> [JOBS]
A – In the passage on women and homemaking, rewrite everything from "Somewhere in the" down to "raising our families.", changing "civilization" to "society".
B – Please say what two tendencies the passage on women and homemaking attributes to women as a gross generality.
C – Pick up the passage on women and homemaking and carry it on from where it stops.

Somewhere in the middle of the twentieth century, women decided they could have careers, go to college, and do all the things the boys were doing. While that had some definite negative effects (sexual revolution, anyone?), there were good things about it too. Women and men are different, which means that they bring different types of thinking and different views to the table; as a gross generality, women take more easily to detail-oriented work, and empathize more fully (a handy trait in a doctor or a teacher or a social worker). We need both genders involved in building and maintaining our civilization, as well as raising our families.
But somewhere along the way, the baby got thrown out with the bathwater - sometimes literally. Not only were career homemakers sometimes looked down upon by this society of acquisition and materialism, but the entire job of making a home - the cooking, cleaning, child-rearing, and entertaining - was outsourced to fast-food restaurants, frozen-food proprietors, maids, babysitters, television, after-school activities, and restaurants.

> [RECORD SET]
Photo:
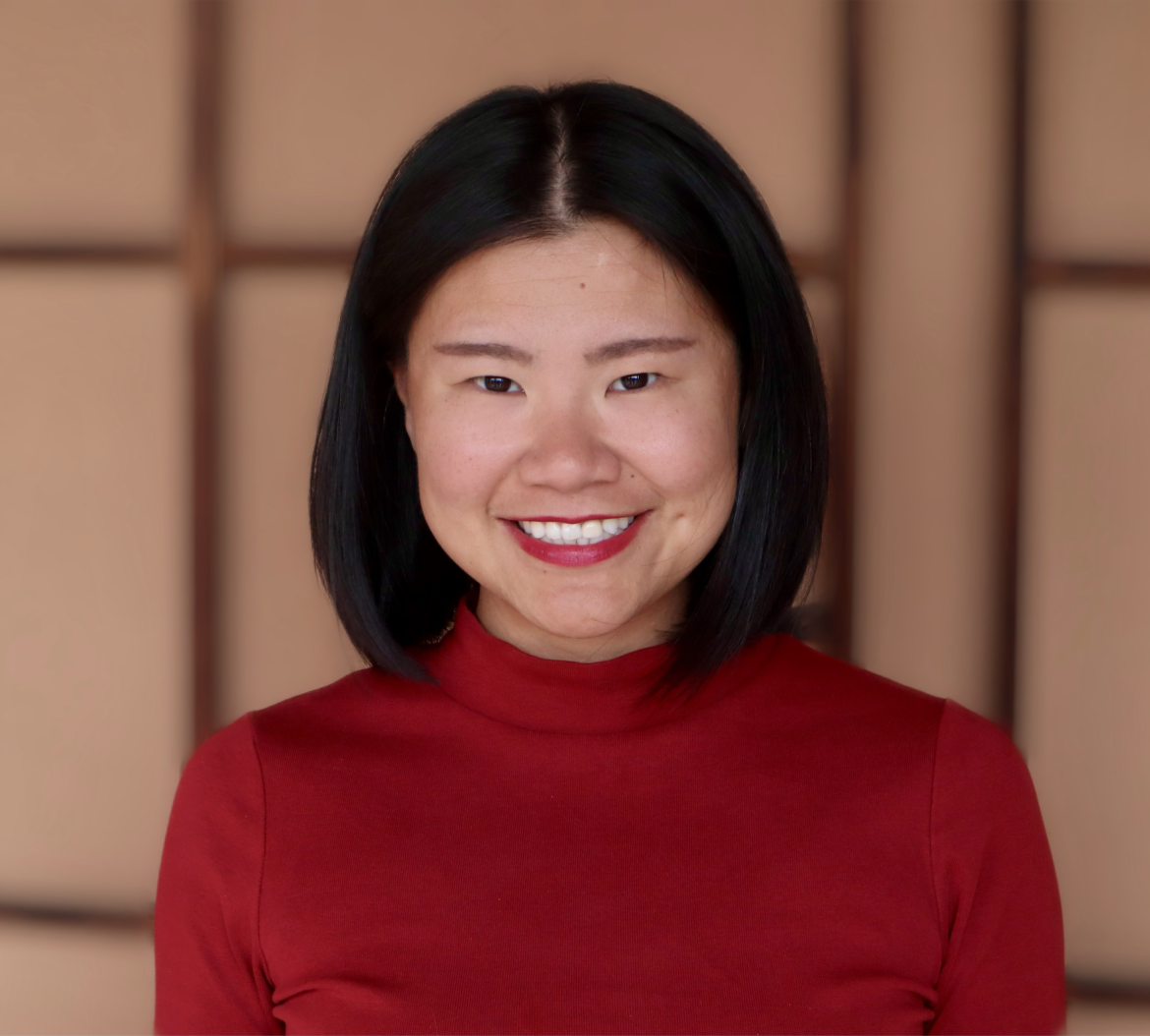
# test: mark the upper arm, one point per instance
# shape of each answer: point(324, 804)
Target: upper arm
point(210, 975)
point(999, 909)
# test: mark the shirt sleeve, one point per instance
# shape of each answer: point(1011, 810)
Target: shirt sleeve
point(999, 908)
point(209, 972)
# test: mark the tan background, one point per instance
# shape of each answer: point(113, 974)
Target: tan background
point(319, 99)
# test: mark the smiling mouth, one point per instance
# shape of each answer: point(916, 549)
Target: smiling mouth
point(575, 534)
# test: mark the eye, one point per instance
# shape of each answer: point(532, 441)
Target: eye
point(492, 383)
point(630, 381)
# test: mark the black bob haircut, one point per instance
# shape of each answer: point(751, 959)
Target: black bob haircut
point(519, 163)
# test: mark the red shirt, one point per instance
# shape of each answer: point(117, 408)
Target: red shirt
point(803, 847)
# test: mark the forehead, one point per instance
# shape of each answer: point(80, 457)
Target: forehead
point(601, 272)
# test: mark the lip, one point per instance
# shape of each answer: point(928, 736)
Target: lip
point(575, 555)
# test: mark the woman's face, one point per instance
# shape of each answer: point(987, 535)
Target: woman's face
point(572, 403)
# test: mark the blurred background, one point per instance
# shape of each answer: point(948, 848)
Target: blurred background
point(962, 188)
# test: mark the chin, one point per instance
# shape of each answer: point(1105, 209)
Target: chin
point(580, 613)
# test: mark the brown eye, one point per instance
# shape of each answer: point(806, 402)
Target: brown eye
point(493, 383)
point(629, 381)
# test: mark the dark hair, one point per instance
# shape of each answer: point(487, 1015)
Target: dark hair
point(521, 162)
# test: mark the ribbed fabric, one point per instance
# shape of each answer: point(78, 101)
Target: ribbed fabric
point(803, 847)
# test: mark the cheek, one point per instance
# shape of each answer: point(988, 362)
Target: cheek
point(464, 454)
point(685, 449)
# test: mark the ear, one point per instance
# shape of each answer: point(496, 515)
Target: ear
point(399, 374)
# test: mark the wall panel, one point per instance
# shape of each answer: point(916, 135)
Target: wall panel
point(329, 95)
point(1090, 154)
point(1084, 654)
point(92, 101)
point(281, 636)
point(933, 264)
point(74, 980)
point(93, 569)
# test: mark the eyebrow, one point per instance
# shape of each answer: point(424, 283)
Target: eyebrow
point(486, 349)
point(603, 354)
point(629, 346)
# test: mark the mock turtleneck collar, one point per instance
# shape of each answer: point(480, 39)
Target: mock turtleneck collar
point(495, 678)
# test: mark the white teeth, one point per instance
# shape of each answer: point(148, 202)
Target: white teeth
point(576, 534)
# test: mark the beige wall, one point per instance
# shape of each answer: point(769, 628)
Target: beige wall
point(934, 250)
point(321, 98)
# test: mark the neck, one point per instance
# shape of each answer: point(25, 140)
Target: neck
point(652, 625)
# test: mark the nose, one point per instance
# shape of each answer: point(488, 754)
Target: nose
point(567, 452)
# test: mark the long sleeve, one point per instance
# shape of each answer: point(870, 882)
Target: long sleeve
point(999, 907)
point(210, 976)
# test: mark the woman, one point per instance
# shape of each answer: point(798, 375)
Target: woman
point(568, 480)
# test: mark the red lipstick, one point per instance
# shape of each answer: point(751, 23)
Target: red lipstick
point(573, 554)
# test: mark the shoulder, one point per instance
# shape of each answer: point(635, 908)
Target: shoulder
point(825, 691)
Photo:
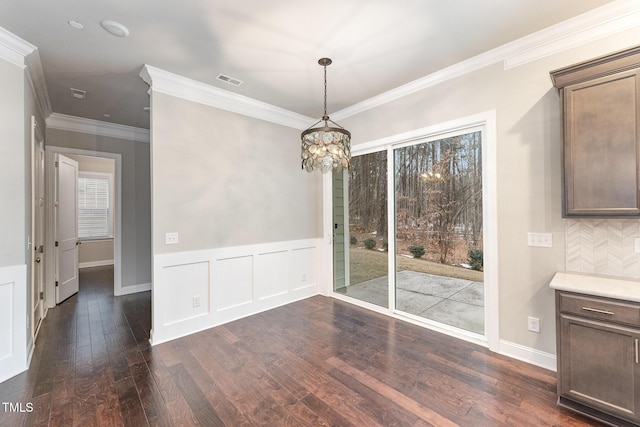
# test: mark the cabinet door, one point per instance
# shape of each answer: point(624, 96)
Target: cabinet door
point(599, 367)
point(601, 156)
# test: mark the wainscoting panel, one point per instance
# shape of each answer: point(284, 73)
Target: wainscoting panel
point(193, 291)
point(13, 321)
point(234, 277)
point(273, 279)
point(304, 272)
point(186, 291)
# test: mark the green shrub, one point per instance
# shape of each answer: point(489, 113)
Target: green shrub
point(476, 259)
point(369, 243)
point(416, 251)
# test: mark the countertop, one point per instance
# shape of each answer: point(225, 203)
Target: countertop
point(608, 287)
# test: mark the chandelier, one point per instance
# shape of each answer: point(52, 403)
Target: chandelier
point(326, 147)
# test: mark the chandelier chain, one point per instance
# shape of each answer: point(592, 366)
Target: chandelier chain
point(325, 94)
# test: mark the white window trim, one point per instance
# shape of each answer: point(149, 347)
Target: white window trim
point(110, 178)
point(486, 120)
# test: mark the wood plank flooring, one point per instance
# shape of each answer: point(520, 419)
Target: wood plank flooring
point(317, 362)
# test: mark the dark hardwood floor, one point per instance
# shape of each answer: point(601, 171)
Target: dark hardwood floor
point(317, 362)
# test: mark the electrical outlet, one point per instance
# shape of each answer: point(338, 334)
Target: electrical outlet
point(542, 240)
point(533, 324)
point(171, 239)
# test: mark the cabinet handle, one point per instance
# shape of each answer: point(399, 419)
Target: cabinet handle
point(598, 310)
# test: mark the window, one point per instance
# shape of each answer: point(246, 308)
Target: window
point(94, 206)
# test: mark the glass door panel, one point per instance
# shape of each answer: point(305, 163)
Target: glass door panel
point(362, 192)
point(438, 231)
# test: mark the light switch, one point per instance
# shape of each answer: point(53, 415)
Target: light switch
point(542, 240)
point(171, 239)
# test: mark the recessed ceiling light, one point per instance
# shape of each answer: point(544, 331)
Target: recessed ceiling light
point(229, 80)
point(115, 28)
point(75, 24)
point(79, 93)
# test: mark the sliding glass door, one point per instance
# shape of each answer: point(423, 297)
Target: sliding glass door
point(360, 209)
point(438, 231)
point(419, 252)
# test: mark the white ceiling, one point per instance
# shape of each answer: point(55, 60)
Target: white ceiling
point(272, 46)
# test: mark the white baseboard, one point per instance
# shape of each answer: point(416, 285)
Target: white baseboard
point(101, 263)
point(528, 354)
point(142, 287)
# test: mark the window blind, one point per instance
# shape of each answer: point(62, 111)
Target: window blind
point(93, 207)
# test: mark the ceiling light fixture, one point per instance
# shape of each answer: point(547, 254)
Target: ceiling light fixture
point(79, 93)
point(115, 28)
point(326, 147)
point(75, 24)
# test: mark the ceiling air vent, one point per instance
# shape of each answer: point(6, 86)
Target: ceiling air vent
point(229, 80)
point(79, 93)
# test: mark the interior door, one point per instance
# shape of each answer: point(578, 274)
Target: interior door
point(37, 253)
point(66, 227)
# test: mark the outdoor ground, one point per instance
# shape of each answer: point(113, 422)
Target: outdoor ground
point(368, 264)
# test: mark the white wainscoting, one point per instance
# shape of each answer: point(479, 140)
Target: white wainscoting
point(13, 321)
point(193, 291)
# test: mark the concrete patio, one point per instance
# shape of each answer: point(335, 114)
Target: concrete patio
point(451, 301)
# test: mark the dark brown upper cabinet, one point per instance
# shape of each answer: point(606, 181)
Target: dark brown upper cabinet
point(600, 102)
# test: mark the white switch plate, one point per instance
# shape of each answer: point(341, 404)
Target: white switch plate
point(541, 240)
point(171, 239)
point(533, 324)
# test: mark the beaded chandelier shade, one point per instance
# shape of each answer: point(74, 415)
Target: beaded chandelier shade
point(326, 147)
...
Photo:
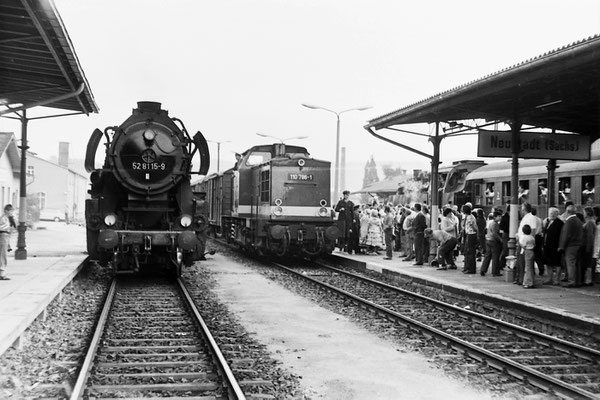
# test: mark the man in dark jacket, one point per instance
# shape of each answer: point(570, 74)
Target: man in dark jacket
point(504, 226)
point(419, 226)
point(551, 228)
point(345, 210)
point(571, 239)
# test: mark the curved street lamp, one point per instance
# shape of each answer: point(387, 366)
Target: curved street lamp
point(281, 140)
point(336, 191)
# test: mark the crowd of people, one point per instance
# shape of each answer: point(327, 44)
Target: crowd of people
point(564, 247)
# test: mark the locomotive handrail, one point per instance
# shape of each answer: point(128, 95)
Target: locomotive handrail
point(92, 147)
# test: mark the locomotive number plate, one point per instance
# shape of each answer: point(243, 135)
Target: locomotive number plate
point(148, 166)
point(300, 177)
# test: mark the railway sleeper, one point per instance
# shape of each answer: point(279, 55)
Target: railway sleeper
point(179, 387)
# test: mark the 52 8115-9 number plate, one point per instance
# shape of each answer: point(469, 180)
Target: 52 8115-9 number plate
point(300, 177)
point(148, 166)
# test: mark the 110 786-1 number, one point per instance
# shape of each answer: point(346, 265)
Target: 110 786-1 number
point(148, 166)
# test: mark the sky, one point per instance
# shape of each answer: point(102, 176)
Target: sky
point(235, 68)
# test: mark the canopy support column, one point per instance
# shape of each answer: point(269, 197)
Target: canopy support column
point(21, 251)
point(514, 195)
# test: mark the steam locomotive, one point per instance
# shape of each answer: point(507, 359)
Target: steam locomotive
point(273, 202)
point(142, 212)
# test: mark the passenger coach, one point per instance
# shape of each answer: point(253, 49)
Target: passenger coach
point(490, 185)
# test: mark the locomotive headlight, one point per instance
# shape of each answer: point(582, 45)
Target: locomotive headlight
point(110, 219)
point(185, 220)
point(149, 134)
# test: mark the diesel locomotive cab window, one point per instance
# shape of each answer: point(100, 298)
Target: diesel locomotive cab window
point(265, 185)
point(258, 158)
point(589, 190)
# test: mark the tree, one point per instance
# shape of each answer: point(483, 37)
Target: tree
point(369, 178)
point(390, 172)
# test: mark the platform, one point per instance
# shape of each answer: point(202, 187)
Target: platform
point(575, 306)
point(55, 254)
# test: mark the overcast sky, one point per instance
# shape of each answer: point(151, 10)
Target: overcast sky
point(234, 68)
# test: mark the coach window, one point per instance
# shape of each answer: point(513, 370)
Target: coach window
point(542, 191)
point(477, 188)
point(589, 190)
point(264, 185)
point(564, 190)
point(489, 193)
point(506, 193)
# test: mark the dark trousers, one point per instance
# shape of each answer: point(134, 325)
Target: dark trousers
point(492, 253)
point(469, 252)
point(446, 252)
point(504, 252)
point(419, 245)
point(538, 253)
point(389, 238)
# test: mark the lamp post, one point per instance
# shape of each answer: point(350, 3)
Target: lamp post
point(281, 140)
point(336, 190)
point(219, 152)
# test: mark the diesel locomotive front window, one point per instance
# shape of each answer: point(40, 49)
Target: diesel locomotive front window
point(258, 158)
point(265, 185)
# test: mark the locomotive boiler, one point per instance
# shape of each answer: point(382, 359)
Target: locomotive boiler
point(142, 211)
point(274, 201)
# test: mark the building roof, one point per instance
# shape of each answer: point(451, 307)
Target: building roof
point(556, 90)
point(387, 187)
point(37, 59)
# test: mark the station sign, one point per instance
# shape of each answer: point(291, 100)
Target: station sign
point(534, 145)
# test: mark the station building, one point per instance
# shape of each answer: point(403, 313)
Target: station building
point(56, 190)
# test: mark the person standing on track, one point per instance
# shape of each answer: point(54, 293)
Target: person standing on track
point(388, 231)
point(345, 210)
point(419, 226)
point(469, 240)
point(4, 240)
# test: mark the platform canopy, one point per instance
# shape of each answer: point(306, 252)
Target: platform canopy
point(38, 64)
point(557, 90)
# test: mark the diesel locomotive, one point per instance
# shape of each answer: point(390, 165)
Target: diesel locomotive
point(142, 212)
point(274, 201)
--
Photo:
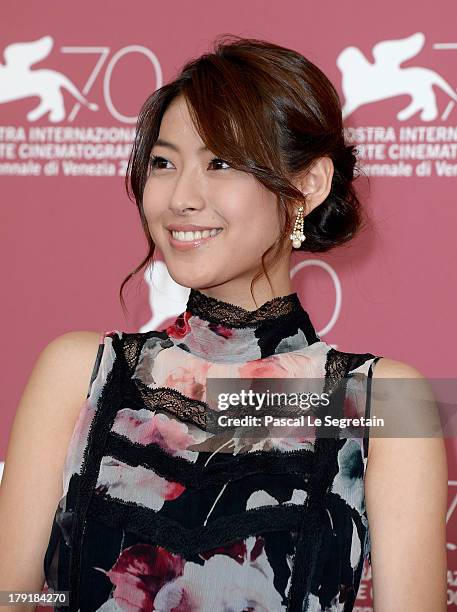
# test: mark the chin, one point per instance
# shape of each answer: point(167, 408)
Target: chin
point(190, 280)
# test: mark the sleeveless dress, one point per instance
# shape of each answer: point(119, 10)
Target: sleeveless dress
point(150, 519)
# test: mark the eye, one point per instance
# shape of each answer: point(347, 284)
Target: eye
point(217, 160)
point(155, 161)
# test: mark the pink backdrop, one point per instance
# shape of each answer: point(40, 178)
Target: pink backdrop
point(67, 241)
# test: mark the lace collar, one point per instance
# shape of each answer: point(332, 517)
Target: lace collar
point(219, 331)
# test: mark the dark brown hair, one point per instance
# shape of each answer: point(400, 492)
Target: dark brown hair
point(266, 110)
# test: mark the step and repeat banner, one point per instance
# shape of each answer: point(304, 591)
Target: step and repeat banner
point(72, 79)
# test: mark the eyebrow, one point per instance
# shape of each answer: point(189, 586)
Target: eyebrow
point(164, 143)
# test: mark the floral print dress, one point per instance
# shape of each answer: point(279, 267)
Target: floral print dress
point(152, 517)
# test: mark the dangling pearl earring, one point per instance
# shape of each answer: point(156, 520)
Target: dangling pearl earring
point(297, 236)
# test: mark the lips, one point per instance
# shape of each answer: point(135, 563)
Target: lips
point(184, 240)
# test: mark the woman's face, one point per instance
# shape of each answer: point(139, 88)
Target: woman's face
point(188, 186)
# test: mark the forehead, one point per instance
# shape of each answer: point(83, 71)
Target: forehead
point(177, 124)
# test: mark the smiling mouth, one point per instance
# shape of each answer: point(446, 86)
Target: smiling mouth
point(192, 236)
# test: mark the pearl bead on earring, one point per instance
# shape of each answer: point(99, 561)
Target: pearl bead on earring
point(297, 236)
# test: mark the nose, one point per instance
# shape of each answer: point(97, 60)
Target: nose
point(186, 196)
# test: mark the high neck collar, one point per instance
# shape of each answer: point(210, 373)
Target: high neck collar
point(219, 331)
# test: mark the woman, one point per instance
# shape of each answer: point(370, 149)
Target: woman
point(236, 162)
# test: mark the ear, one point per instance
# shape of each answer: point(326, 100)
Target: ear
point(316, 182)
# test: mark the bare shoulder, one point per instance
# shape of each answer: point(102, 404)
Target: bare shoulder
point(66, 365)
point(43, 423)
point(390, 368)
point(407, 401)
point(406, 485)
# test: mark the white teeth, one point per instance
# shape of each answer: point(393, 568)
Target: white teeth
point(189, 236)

> [RESPONSES TO THE EXERCISE]
A –
Somewhere in the middle of the twentieth century, women decided they could have careers, go to college, and do all the things the boys were doing. While that had some definite negative effects (sexual revolution, anyone?), there were good things about it too. Women and men are different, which means that they bring different types of thinking and different views to the table; as a gross generality, women take more easily to detail-oriented work, and empathize more fully (a handy trait in a doctor or a teacher or a social worker). We need both genders involved in building and maintaining our society, as well as raising our families.

B – Women take more easily to detail-oriented work and empathize more fully.

C –
While some of these conveniences can be good - recall that the woman described in Proverbs 31 had a career, a well-fed family, a well-respected husband, and hired help - there's something to be said for the act of making a home. Home-making. In her recent book, An Altar in the World, Barbara Brown Taylor talks about physical labor as a balancing vocation to her more scholarly pursuits:
I no longer call such tasks housework. I call them the domestic arts, paying attention to all the ways they return me to my senses. When the refrigerator has nothing in it but green onions that have turned to slime and plastic containers full of historic leftovers, I know my art is languishing. When I cannot tell whether that is a sleeping cat or an engorged dust ball under my bed, I know that I have been spending too much time thinking. it is time to get down on my knees. After I have spent a whole morning ironing shirts, folding linens, rubbing orange-scented wax into wood, and cleaning dead bugs out of the light fixtures, I can hear the whole house purring for the rest of the afternoon. I can often hear myself singing as well, satisfied with such simple, domestic purpose.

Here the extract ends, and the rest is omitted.